━━ Extract

Skip to main content

Test Impact Analysis for pytest — run only the tests your changes affect

Project description

tia — Test Impact Analysis for pytest

Run only the tests your changes actually affect. Big suites spend most of their CI time re-running tests that couldn't possibly have broken; tia builds a per-test coverage map once, then uses your git diff to select the minimal set of tests to run.

This is the same idea Google/Meta run internally (Test Impact Analysis).

Honest disclosure (read this first)

Test selection has exactly one cardinal sin: skipping a test that would have failed. A tool you can't trust on that is worse than no tool. So before any feature list, here is where this project earned — or failed to earn — that trust.

While benchmarking on Flask, an early run reported a median skip rate of 73%. It looked great. It was a lie. coverage.py's default measurement core on Python 3.12+ (sysmon) records only the first test to hit each line and silently drops the rest, so any test that reused a shared helper was never mapped — and changing that helper would have skipped them. The high number was false negatives wearing a costume. We forced the C tracer (COVERAGE_CORE=ctrace), every test mapped, and the number fell to the truth: median ~21% skip on Flask (≈40% mean; cosmetic commits 99%+). The toy demo could never have shown this — only a real codebase did.

So the Flask number is deliberately the lower bound: Flask is small and tightly coupled, near the worst case for test selection. We'd rather publish the honest floor than a cherry-picked ceiling. But a floor alone is misleading too, so we measured the other end: on boltons, a modular utility library, the honest median skip on real logic changes is ~96%. Same tool, same rules — the variable is how decoupled your tests are. The truth is a range, ~21% (worst case) ↔ ~96% (modular), and both ends are measured on real third-party suites, not toys. Per-commit tables and the "I distrusted this number first" audits: Flask · boltons.

How it works

  1. tia record runs the full suite once with a pytest plugin that switches coverage.py's dynamic context to each test's nodeid, then maps every executed line to its enclosing function via the AST. The result is a method-level map {test -> {file -> {qualnames}}} saved to .tia/map.json, stamped with the git ref it was recorded at. Because coverage is dynamic, the whole call chain a test exercises (controller → service → repo → utils) is captured for free.
  2. tia run diffs your tree against that ref, reading the old side of each hunk (same coordinate system as the map), then parses each file as it existed at that ref (git show) to resolve changed lines to changed functions.

━━━━

To do:
**A.** Return the portion of the tia project description that opens with the words containing "Test Impact Analysis for pytest —" and closes with "(read this first)".
**B.** According to the tia project description, what median skip rate did the tool reach on boltons for real logic changes?
**C.** Continue the tia project description from the end of its last sentence.

━━ Excerpted records

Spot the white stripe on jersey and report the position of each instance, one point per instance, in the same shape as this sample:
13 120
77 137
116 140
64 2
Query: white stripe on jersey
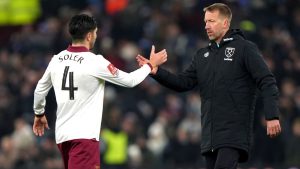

━━━━

Expected answers:
**A.**
Test Impact Analysis for pytest — run only the tests your changes affect

Project description

tia — Test Impact Analysis for pytest

Run only the tests your changes actually affect. Big suites spend most of their CI time re-running tests that couldn't possibly have broken; tia builds a per-test coverage map once, then uses your git diff to select the minimal set of tests to run.

This is the same idea Google/Meta run internally (Test Impact Analysis).

Honest disclosure (read this first)

**B.** About 96%.

**C.**
  3. It selects tests by three rules (see tia/select.py) and runs only those via pytest.

Selection rules

  1. Function hit — a test executed a function whose body changed. Immune to line shifts elsewhere in the file (the whole point of going method-level).
  2. Module-level fallback — a file had a module-level modification (constant, import, class body). Runs every test touching that file. Module-level insertions (a new function/test) are ignored so they don't drag the whole file in.
  3. Data dependency — a non-.py file changed (config, fixture, template). Runs every test that opened that file while recording. These reads are captured with a sys.addaudithook on the open event, so dependencies coverage can't see don't become silent false negatives.
  4. New test — any collected test not in the map has never been measured, so it always runs.

A dynamic-safety modifier sits on top of rules 1–2: a file flagged at record time as using reflection (getattr by computed name, eval, importlib, __getattr__) is widened from method-level to file-level when it changes — coverage can't be trusted to have captured every edge in/out of it. --trust-dynamic opts out. This is mitigation, not a solution; nothing resolves dynamic dispatch precisely (it's undecidable in general), so still run the full suite on a cadence.

A cosmetic-change filter sits underneath everything: before selecting, a changed .py file whose edit is only comments, whitespace, or docstrings is dropped entirely. The test is the AST — comments and formatting aren't in it, docstrings are stripped before comparing — and it compares the old and new trees, so uncommenting a line still counts as real. So a "fix typo" / "add docstring" / "run black" commit on a core file selects nothing instead of half the suite. --all-changes opts out. Safe by construction: it only removes false positives.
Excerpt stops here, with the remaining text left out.